- _Your task_: Can you output every line of the items below as a JSON list of strings, one string per line, with blank lines skipped and the pictures left out?
-------- Dataset entries
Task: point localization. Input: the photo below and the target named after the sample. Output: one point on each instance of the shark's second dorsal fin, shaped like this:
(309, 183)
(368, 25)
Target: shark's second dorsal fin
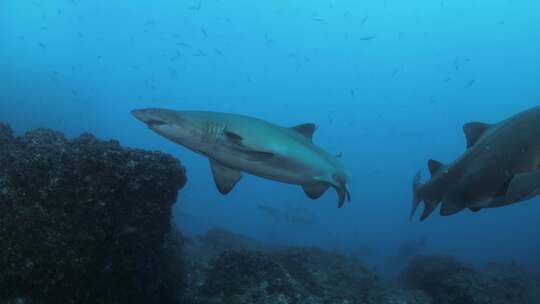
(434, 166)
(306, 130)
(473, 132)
----------------
- _Written solution_:
[
  "Task: point localization. Input: the photo below and the target named after the sample. Output: one point on each instance of the shark's second dorsal fin, shaped like this:",
  "(309, 183)",
  "(368, 25)",
  "Target: shark's second dorsal fin",
  "(434, 166)",
  "(306, 130)",
  "(473, 132)"
]